Selected text –
= = = = = = =
[J3] [EXTERNAL] Private enumerators
Reuben D. Budiardja
reubendb at ornl.gov
Fri Oct 25 14:25:04 EDT 2019
Hello,
On 10/19/2019 01:37 PM, Van Snyder via J3 wrote:
> Gary objected to private enumerators.
>
> Access specs control access to identifiers, not objects.
>
> He didn't like the possibility that one might be able to get the value
> of an enumerator for which the module did not publish the name, using,
> for example, INT(foo)+1 or foo%next().
I share the concern regarding access to private enumerators. Being able
to get the ordinal value of a private enumerator with NEXT() and turn it
back using the constructor seems to defeat the point of the enumerator
being private, and therefore a vulnerability.
For example, suppose enumerators are being used to identify some state,
then being able to iterate over the private enumerators with foo%next(),
one can deduce how many (internal) states there are, and perhaps use
this state as argument, etc, introducing vulnerability.
= = = = = = =
Material for this exercise –
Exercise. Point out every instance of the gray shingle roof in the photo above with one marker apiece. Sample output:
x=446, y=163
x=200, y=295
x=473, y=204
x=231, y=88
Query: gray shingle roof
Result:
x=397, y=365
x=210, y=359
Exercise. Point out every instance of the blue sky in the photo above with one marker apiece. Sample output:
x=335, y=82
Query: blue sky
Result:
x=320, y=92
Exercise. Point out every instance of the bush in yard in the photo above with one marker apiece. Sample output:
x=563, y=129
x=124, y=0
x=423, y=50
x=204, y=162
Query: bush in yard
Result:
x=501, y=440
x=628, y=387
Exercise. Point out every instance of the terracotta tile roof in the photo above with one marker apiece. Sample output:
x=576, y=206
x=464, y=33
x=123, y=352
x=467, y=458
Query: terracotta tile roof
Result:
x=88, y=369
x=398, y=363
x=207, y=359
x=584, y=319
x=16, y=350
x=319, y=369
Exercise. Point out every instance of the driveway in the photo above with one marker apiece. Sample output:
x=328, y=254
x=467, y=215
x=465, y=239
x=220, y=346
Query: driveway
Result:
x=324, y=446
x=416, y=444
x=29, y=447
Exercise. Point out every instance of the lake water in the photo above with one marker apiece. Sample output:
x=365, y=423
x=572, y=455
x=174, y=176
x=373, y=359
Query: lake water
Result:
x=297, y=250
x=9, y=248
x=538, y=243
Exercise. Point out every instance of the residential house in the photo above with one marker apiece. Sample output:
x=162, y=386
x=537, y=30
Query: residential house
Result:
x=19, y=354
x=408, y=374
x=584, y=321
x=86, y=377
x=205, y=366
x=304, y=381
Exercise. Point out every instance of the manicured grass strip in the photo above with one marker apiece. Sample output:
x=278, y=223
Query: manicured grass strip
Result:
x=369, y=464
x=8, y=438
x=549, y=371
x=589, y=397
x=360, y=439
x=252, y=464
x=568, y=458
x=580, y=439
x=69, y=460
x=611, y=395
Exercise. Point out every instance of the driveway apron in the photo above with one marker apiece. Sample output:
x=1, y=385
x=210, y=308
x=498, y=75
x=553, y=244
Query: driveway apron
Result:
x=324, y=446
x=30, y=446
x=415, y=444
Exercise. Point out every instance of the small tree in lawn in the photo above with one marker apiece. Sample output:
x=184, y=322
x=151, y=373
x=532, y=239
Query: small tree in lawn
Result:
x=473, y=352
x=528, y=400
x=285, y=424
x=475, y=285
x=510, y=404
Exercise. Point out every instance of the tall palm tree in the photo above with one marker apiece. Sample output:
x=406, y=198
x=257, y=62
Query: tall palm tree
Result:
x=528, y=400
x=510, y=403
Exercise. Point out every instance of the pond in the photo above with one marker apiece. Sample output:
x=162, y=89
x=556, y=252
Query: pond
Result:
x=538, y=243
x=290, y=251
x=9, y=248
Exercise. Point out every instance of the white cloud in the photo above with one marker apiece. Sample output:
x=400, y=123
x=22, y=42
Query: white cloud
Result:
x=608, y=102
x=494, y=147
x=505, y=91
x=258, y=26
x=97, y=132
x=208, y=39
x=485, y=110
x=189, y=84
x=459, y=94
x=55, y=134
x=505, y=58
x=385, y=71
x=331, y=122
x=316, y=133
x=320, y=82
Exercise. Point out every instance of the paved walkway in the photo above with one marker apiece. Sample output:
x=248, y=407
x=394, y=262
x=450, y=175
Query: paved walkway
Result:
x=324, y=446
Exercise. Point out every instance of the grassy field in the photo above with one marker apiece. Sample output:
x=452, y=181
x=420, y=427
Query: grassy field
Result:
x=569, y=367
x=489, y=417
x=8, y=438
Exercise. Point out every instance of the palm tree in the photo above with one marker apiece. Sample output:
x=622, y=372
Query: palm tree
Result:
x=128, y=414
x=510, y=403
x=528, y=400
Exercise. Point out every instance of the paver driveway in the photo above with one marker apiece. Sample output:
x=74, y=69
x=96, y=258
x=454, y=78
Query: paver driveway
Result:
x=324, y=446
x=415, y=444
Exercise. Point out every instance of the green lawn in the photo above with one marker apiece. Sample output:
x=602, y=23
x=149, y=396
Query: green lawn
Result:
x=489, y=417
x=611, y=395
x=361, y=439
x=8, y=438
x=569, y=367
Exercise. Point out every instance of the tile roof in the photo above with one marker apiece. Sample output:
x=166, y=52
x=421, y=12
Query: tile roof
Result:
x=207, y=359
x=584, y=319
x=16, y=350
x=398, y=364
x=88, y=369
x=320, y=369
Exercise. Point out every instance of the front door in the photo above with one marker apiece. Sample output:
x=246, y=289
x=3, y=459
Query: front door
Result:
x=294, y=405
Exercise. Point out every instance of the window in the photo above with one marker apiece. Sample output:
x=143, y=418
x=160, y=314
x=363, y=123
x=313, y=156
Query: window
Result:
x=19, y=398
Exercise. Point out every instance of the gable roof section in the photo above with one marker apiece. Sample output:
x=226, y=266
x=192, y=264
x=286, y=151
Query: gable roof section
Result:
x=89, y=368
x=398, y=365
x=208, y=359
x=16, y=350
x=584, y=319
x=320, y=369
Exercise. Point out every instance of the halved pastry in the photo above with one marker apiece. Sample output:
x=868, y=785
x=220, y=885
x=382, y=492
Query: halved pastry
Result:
= = = = = = =
Tasks to complete –
a - Translate this sentence from the email about private enumerators into Spanish: "I share the concern regarding access to private enumerators."
b - Put the lines of the records into a JSON list of strings, one per line, leaving out blank lines. Start with the line that contains "Exercise. Point out every instance of the residential" and go through the line that contains "x=510, y=404", including both.
The email about private enumerators and the records are unrelated.

Outputs in order –
a - Comparto la preocupación respecto al acceso a los enumeradores privados.

b -
[
  "Exercise. Point out every instance of the residential house in the photo above with one marker apiece. Sample output:",
  "x=162, y=386",
  "x=537, y=30",
  "Query: residential house",
  "Result:",
  "x=19, y=354",
  "x=408, y=374",
  "x=584, y=321",
  "x=86, y=377",
  "x=205, y=366",
  "x=304, y=381",
  "Exercise. Point out every instance of the manicured grass strip in the photo above with one marker apiece. Sample output:",
  "x=278, y=223",
  "Query: manicured grass strip",
  "Result:",
  "x=369, y=464",
  "x=8, y=438",
  "x=549, y=371",
  "x=589, y=397",
  "x=360, y=439",
  "x=252, y=464",
  "x=568, y=458",
  "x=580, y=439",
  "x=69, y=460",
  "x=611, y=395",
  "Exercise. Point out every instance of the driveway apron in the photo above with one marker apiece. Sample output:",
  "x=1, y=385",
  "x=210, y=308",
  "x=498, y=75",
  "x=553, y=244",
  "Query: driveway apron",
  "Result:",
  "x=324, y=446",
  "x=30, y=446",
  "x=415, y=444",
  "Exercise. Point out every instance of the small tree in lawn in the photo above with one marker apiece. Sample output:",
  "x=184, y=322",
  "x=151, y=373",
  "x=532, y=239",
  "Query: small tree in lawn",
  "Result:",
  "x=473, y=352",
  "x=528, y=400",
  "x=285, y=424",
  "x=475, y=285",
  "x=510, y=404"
]